- Objective: Output the data that follows exactly, line for line.

#### Data listing ####

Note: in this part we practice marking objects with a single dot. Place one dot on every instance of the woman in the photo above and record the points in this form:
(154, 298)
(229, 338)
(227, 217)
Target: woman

####

- Output for this exercise:
Note: in this part we practice marking objects with a single dot. Place one dot on every instance of the woman in the photo above and record the points in this form:
(154, 298)
(229, 338)
(227, 217)
Target: woman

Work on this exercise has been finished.